■ REQUIRED WORK: Leave out every picture, and output exactly the lines from the line containing "Looking at the wildlife camera snapshot above, mark every leafy" through the last line of the data.
--- ENTRIES SHOWN Enclosed Below ---
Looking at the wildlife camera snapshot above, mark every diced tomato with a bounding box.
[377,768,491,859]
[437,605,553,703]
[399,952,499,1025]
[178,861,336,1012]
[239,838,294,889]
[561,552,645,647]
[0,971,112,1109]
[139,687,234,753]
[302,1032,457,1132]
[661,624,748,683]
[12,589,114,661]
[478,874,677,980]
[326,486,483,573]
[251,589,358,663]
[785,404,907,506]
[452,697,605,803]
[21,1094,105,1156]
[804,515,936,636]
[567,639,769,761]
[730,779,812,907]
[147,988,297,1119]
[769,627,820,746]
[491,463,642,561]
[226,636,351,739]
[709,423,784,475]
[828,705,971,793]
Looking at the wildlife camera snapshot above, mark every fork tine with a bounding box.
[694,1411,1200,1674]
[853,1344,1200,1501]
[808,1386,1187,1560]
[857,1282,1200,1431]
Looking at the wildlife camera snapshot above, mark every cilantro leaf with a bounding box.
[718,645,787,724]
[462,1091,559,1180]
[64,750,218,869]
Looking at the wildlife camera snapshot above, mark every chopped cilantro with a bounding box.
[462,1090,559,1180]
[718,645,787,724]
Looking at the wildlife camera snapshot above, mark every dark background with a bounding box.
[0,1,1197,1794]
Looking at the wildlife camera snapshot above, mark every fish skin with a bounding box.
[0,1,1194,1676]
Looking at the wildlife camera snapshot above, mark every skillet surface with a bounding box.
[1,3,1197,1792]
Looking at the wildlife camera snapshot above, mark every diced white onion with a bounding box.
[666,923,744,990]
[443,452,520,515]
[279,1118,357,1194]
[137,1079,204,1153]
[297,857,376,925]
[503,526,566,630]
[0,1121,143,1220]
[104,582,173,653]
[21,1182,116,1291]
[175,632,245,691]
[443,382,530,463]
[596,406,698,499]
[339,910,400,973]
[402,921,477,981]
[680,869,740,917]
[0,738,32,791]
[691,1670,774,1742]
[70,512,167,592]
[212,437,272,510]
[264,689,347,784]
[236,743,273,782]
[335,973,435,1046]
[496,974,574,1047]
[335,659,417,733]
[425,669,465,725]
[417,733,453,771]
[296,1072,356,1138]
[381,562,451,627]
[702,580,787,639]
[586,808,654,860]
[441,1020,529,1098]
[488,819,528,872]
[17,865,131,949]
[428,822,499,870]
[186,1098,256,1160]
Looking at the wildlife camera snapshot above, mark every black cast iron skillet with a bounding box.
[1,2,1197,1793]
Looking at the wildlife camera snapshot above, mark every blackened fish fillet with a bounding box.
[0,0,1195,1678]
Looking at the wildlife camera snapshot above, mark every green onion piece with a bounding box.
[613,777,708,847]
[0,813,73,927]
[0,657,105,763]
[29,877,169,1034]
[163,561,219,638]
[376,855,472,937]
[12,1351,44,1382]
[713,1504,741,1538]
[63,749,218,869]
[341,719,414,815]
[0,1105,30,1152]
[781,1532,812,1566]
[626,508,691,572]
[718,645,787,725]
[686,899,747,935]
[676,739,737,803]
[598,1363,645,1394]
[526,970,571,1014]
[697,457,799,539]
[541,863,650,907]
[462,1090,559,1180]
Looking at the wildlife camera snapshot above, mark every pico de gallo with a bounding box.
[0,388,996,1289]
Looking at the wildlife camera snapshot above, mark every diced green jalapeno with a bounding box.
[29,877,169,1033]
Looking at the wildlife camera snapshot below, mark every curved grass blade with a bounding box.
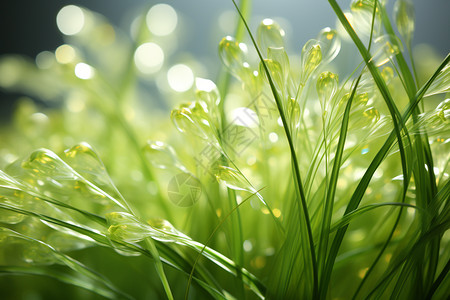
[185,188,266,300]
[230,1,318,296]
[320,46,450,297]
[317,74,361,284]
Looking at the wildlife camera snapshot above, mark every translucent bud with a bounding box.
[316,27,341,64]
[317,72,339,106]
[257,18,285,55]
[370,35,402,67]
[300,40,322,83]
[195,78,220,107]
[219,36,250,80]
[394,0,415,45]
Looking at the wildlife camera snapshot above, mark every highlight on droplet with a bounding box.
[134,43,164,74]
[146,4,178,36]
[74,63,94,80]
[167,64,194,92]
[56,5,85,36]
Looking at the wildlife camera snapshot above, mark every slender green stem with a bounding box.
[230,0,318,297]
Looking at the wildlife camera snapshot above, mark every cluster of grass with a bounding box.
[0,0,449,299]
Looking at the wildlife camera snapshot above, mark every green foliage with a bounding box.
[0,0,449,299]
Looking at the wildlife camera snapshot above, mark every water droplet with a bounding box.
[147,219,182,242]
[370,35,402,67]
[215,166,253,192]
[64,143,120,200]
[300,40,322,83]
[316,27,341,64]
[257,19,285,55]
[219,36,249,80]
[143,141,182,170]
[317,71,339,107]
[394,0,415,44]
[195,78,220,106]
[106,212,150,243]
[171,102,213,140]
[21,149,76,180]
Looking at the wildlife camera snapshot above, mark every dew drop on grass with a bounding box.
[257,18,285,55]
[171,102,212,140]
[316,27,341,64]
[143,140,181,170]
[64,143,116,194]
[215,166,252,192]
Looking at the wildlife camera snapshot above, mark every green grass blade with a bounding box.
[317,75,361,289]
[321,50,450,296]
[230,1,318,296]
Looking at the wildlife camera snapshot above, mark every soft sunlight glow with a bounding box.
[167,64,194,92]
[134,43,164,74]
[146,4,178,36]
[55,44,76,64]
[57,5,85,35]
[74,63,94,80]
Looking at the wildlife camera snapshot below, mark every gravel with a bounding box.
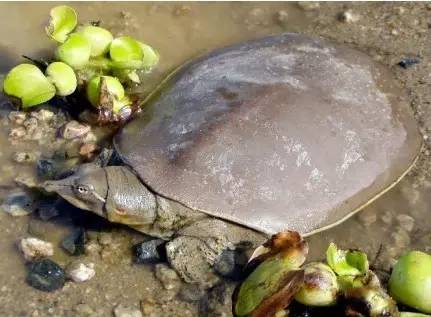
[19,237,54,260]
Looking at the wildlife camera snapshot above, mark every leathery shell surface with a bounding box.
[116,33,421,235]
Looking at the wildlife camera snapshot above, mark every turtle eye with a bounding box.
[75,184,90,195]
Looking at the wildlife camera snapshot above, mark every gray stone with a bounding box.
[154,264,181,290]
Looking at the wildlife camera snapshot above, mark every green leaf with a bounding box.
[56,33,91,69]
[326,243,369,277]
[3,64,56,108]
[45,62,77,96]
[401,313,431,317]
[45,5,78,43]
[139,42,159,69]
[86,75,125,107]
[79,25,113,57]
[110,36,143,62]
[113,69,141,84]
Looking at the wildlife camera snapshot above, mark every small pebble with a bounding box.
[338,9,361,23]
[61,120,91,140]
[357,209,377,227]
[173,5,191,16]
[36,159,57,180]
[98,232,113,246]
[154,264,181,290]
[380,210,393,225]
[2,191,35,216]
[19,237,54,260]
[62,228,87,256]
[74,303,95,317]
[66,261,95,282]
[140,299,156,316]
[113,304,142,317]
[23,117,38,133]
[397,58,420,69]
[12,151,37,163]
[85,240,102,257]
[396,214,415,232]
[297,2,320,10]
[178,284,206,302]
[8,111,27,125]
[31,109,54,122]
[79,143,99,159]
[26,259,66,292]
[9,126,27,139]
[133,239,166,264]
[275,10,289,27]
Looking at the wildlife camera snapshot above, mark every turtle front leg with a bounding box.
[166,218,267,287]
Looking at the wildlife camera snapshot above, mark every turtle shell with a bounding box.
[115,33,421,236]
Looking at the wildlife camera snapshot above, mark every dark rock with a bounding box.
[177,284,206,302]
[37,198,61,220]
[397,58,420,69]
[61,228,87,256]
[199,282,235,317]
[26,259,66,292]
[36,159,57,180]
[133,239,166,264]
[2,190,36,216]
[213,248,249,281]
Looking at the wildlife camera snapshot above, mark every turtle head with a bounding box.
[43,164,108,217]
[43,165,157,227]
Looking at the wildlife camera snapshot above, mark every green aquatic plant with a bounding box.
[45,62,77,96]
[86,75,131,114]
[79,25,113,57]
[56,33,91,68]
[3,64,56,108]
[2,5,159,118]
[389,251,431,314]
[45,5,77,43]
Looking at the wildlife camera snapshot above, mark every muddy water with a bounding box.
[0,2,430,317]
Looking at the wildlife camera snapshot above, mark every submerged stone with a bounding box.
[61,228,87,256]
[2,191,36,216]
[26,259,66,292]
[133,239,166,264]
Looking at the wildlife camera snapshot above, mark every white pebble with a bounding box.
[66,262,96,283]
[339,9,361,23]
[19,237,54,260]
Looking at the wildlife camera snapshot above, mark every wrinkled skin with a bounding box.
[44,164,267,286]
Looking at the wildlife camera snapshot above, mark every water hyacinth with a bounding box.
[3,64,56,108]
[79,25,113,57]
[56,33,91,68]
[86,75,124,107]
[45,62,77,96]
[389,251,431,314]
[45,5,77,43]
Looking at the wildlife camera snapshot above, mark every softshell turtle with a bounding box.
[44,33,422,285]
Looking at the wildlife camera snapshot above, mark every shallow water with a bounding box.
[0,2,430,316]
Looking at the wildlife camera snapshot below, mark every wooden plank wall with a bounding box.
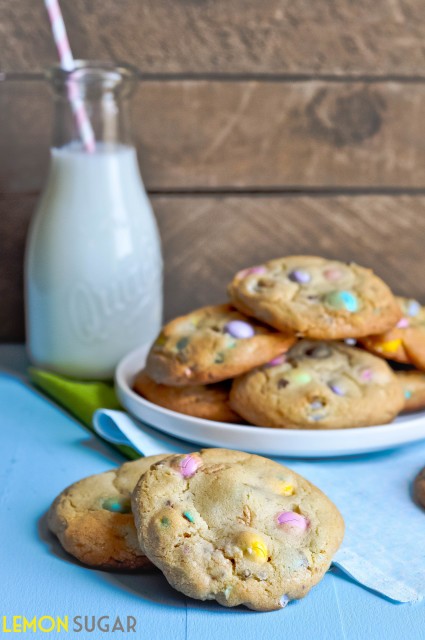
[2,1,425,340]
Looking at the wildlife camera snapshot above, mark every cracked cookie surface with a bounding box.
[230,340,404,429]
[133,370,242,423]
[48,455,169,570]
[131,449,344,611]
[360,297,425,371]
[145,304,295,386]
[228,256,400,339]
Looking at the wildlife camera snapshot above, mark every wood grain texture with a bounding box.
[2,193,425,340]
[2,78,425,193]
[2,0,425,76]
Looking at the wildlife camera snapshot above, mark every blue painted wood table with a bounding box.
[1,345,424,640]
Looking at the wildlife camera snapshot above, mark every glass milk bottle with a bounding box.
[25,62,163,379]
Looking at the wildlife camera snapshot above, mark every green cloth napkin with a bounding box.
[28,368,139,460]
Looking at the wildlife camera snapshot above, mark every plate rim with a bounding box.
[115,344,425,455]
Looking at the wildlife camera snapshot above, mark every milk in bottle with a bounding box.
[25,62,162,378]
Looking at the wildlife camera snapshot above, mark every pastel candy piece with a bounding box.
[179,455,201,478]
[288,269,311,284]
[280,595,290,608]
[224,320,255,339]
[359,367,373,381]
[305,344,332,359]
[290,371,312,385]
[237,532,268,563]
[406,300,421,316]
[176,336,189,351]
[310,400,324,410]
[155,333,167,348]
[237,265,267,279]
[329,381,345,396]
[265,354,287,368]
[404,390,412,399]
[378,338,402,353]
[102,497,131,514]
[183,511,195,523]
[324,290,358,312]
[344,338,357,346]
[277,511,308,531]
[397,318,410,328]
[278,482,294,496]
[323,267,342,281]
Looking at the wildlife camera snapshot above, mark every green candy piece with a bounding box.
[102,497,131,514]
[214,352,225,364]
[161,516,171,527]
[176,337,190,351]
[324,290,358,312]
[292,371,312,385]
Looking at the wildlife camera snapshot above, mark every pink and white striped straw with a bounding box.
[44,0,96,152]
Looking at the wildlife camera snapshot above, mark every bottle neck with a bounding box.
[48,61,137,151]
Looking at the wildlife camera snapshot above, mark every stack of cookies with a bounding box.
[49,449,345,610]
[135,255,425,430]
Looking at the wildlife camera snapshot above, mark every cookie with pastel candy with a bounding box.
[48,454,170,570]
[131,449,344,611]
[144,303,295,386]
[133,370,242,423]
[227,255,401,339]
[395,370,425,413]
[229,340,404,429]
[360,297,425,372]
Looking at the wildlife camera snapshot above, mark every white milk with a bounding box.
[25,144,163,379]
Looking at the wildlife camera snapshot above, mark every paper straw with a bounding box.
[44,0,96,152]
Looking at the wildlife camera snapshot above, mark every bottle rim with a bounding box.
[46,60,139,87]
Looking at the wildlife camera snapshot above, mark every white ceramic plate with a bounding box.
[115,345,425,458]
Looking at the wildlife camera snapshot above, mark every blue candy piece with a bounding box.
[102,497,131,514]
[280,595,289,608]
[324,290,358,312]
[404,390,412,400]
[406,300,421,317]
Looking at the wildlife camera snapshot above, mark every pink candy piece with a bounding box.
[360,367,373,382]
[397,318,409,329]
[277,511,308,530]
[323,268,342,282]
[179,455,201,478]
[265,354,287,368]
[237,265,267,279]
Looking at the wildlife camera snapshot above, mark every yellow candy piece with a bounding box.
[154,333,167,348]
[238,532,268,563]
[268,478,294,496]
[378,339,402,353]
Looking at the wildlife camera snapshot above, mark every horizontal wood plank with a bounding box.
[2,193,425,340]
[2,1,425,76]
[2,79,425,193]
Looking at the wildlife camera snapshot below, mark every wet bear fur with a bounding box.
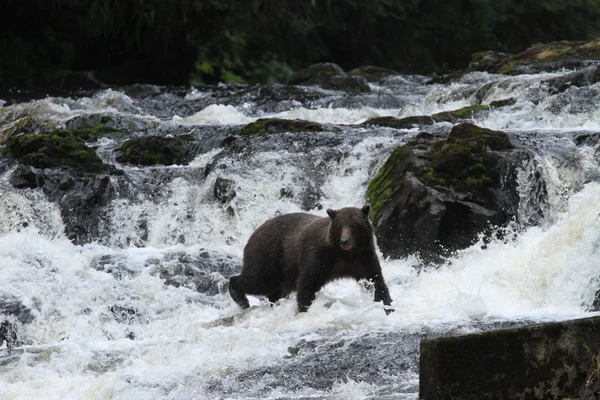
[229,205,393,314]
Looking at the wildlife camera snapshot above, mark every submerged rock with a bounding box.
[362,115,436,129]
[366,123,530,262]
[150,250,240,295]
[213,177,236,204]
[0,295,35,350]
[287,63,371,92]
[116,135,194,166]
[431,105,490,123]
[240,118,327,136]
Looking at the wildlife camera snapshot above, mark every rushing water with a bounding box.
[1,69,600,399]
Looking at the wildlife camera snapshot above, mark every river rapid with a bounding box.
[1,69,600,399]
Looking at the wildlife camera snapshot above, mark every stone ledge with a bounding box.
[420,316,600,400]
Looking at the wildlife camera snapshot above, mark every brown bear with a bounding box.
[228,205,393,314]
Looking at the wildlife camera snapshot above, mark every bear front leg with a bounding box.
[296,266,328,313]
[360,253,394,315]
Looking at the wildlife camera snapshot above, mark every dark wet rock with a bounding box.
[575,132,600,147]
[431,105,490,123]
[591,288,600,312]
[347,65,399,82]
[10,165,40,189]
[468,50,513,74]
[240,118,328,136]
[0,321,18,350]
[108,305,144,325]
[151,250,240,295]
[65,113,153,133]
[470,39,600,76]
[301,184,323,211]
[116,135,194,166]
[213,177,236,204]
[279,187,294,199]
[362,115,436,129]
[0,296,34,325]
[420,316,600,400]
[288,63,371,93]
[90,254,141,280]
[0,295,35,350]
[208,331,421,397]
[543,65,600,94]
[10,168,118,244]
[366,123,534,262]
[3,130,112,173]
[488,98,517,108]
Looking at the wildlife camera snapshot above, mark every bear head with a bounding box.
[326,205,373,251]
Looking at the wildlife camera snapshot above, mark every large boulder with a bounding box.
[366,123,533,262]
[287,63,371,93]
[469,39,600,75]
[420,316,600,400]
[2,129,115,173]
[3,127,120,244]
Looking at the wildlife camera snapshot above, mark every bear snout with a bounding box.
[340,228,353,250]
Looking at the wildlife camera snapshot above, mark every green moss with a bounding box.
[362,116,435,129]
[448,123,513,151]
[420,167,446,186]
[3,132,105,172]
[496,60,520,74]
[366,145,414,224]
[240,118,326,136]
[432,105,490,122]
[116,135,193,166]
[429,135,496,191]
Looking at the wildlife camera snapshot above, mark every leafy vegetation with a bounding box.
[1,0,600,88]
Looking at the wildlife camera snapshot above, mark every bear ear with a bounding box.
[361,204,371,216]
[327,209,337,219]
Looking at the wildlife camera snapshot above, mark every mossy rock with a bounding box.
[347,65,399,82]
[361,116,435,129]
[488,98,516,108]
[493,39,600,75]
[425,124,512,191]
[287,63,370,92]
[240,118,327,136]
[61,125,122,141]
[116,135,194,166]
[468,51,513,73]
[366,123,513,224]
[2,131,106,172]
[366,145,416,224]
[431,105,490,122]
[447,123,513,151]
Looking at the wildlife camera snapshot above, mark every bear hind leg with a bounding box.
[229,275,250,309]
[267,289,284,305]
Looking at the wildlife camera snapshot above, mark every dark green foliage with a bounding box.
[116,135,194,166]
[1,0,600,89]
[240,118,326,136]
[3,130,107,172]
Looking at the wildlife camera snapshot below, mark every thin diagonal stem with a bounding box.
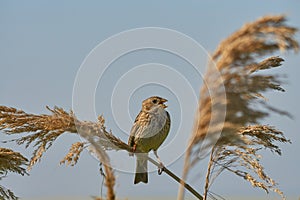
--- End of Enclosed ENTRIES SHOWN ---
■ RESPONSE TO THE TASK:
Looking at the wildlife camera snapshot above, mark every leafy vegetation with a bounding box.
[1,0,600,88]
Looking at the wildlife camera snapshot above, mark every bear ear with a bounding box.
[361,204,371,216]
[327,209,337,219]
Looking at the wildlife camera snapshot above, mark every mossy rock with a bounding box.
[347,65,399,82]
[361,116,435,129]
[488,98,516,108]
[493,39,600,75]
[425,124,512,191]
[287,63,370,92]
[240,118,327,136]
[61,125,122,141]
[116,135,194,166]
[468,51,513,73]
[366,123,513,224]
[2,131,106,172]
[366,145,416,224]
[431,105,490,122]
[447,123,513,151]
Looking at the wildlife camera snapshot above, mark every bear hind leg with a bounding box.
[229,275,250,309]
[267,289,284,305]
Looking at the wildlife camera snapshot above, mark every dark green foliage with a bounding box.
[116,135,194,166]
[1,0,600,89]
[240,118,326,136]
[3,130,107,172]
Looking at the wildlife camera snapshot below, mark every thin diagonal stem with a bounding box.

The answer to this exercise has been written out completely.